Request = Extract the final stretch of the data: the line that contains "Identify one point on each instance of the picture" and every line after it, unaltered, and no other lines.

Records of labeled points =
....

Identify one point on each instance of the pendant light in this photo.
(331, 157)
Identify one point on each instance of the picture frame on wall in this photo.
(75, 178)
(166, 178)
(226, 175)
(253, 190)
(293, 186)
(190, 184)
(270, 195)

....

Response below =
Identify one point on each instance of the picture frame on wall in this photo.
(75, 178)
(166, 178)
(226, 175)
(253, 190)
(293, 186)
(190, 184)
(270, 195)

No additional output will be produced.